* **SOURCE TEXT**

* START *

SCSI stands for Small Computer Serial Interface.  It is both a set of hardware specifications, and a protocol specification.  Newer versions of the protocol are backward compatible, meaning newer devices can attach to an older Host Bus Adapter (HBA).

 

Architecturally, SCSI uses Logical Units, which each get a Number, and it is this logical numbering on the HBA that is used to address the device.  This designator is called the LUN. (Logical Unit Number)

 

The specification allows for more than just hard disks or optical drives to be attached.  It is a fully functional system bus, and so there are radical things like ethernet controllers, multi-IO controllers, and pals-- that were designed to live on a SCSI HBA.  For more standard devices, like disk drives, there is a standard for data exchange. (Similar in concept (at a high level of abstraction anyway) to HID mass storage class on USB bus. As long as the connected storage device speaks HID Mass-storage, a generic driver works just fine. SCSI hard disks basically all speak the same language.) Much like with IDE, which has multiple IO modes that can be used to access devices (PIO modes 0 through 4, various DMA modes, ATAPI CD, et al), SCSI also has multiple modes, based on revisions of the protocol used.  Since HDDs need to be able to speak to some arbitrary HBA, the manufacturers bake in support for older versions of those protocols. (Much like an EIDE drive that has support for ultra-dma mode 5, can still work at PIO mode 0, if that is all the connected IDE controller can handle.)

* END *

Print the full SCSI passage above word for word.

* **ENTRIES**
* START *

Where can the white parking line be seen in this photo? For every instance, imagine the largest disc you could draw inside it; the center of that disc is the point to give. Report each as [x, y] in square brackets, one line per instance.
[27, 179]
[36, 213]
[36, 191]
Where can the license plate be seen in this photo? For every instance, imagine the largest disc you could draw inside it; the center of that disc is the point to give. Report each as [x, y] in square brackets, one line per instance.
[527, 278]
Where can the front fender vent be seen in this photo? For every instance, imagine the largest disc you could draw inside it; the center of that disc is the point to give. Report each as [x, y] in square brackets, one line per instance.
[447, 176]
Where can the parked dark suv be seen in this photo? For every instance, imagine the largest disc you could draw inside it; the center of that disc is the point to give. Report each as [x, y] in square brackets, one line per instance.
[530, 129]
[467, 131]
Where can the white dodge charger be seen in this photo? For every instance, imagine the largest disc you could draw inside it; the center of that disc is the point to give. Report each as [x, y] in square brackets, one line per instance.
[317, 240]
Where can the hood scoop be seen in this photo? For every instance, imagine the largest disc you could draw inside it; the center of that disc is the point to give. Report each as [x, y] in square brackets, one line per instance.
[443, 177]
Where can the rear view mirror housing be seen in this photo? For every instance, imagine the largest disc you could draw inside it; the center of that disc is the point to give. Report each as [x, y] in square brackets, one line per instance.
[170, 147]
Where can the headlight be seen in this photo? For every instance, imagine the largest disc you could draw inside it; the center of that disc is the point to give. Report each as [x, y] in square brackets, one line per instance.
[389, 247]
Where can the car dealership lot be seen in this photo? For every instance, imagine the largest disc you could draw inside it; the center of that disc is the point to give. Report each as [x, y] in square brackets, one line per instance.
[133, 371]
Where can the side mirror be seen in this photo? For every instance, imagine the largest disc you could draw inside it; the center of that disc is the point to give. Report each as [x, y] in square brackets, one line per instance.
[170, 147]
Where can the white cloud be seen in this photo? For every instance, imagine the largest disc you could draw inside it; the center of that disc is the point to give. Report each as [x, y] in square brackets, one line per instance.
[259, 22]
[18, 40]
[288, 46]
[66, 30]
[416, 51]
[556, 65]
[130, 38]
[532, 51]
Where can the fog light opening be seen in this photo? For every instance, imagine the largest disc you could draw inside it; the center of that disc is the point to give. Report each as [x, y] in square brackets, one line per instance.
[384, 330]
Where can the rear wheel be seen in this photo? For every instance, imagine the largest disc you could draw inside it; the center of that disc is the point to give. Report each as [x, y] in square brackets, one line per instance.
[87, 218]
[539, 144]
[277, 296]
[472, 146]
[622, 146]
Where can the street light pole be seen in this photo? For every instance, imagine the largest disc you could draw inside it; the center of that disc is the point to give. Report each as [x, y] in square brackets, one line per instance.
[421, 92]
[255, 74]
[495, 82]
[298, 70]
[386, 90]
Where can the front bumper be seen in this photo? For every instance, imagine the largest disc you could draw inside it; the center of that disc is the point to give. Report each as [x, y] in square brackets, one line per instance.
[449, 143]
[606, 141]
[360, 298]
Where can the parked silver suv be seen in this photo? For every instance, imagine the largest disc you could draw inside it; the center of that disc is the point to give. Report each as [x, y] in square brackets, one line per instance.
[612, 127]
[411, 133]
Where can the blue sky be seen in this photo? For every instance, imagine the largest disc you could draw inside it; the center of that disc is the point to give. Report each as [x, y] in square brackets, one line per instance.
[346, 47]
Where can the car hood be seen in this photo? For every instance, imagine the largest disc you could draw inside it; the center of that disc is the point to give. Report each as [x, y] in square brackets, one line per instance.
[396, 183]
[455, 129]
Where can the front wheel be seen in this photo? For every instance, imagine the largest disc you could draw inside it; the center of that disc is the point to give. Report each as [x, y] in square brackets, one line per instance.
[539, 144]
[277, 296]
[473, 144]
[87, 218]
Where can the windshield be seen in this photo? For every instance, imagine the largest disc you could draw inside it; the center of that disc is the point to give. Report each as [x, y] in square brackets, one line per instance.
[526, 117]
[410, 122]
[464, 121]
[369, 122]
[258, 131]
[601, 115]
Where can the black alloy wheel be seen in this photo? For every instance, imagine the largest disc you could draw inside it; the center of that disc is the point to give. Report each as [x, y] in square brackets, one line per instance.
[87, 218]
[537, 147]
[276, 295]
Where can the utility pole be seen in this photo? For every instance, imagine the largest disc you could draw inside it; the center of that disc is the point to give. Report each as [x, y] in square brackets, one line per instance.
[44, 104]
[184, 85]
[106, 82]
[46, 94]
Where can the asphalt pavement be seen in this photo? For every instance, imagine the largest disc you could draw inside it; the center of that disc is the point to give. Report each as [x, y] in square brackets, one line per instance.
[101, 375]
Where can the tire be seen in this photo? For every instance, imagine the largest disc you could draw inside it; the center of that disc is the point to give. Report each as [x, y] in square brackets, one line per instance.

* END *

* **TASK SOLUTION**
SCSI stands for Small Computer Serial Interface.  It is both a set of hardware specifications, and a protocol specification.  Newer versions of the protocol are backward compatible, meaning newer devices can attach to an older Host Bus Adapter (HBA).

 

Architecturally, SCSI uses Logical Units, which each get a Number, and it is this logical numbering on the HBA that is used to address the device.  This designator is called the LUN. (Logical Unit Number)

 

The specification allows for more than just hard disks or optical drives to be attached.  It is a fully functional system bus, and so there are radical things like ethernet controllers, multi-IO controllers, and pals-- that were designed to live on a SCSI HBA.  For more standard devices, like disk drives, there is a standard for data exchange. (Similar in concept (at a high level of abstraction anyway) to HID mass storage class on USB bus. As long as the connected storage device speaks HID Mass-storage, a generic driver works just fine. SCSI hard disks basically all speak the same language.) Much like with IDE, which has multiple IO modes that can be used to access devices (PIO modes 0 through 4, various DMA modes, ATAPI CD, et al), SCSI also has multiple modes, based on revisions of the protocol used.  Since HDDs need to be able to speak to some arbitrary HBA, the manufacturers bake in support for older versions of those protocols. (Much like an EIDE drive that has support for ultra-dma mode 5, can still work at PIO mode 0, if that is all the connected IDE controller can handle.)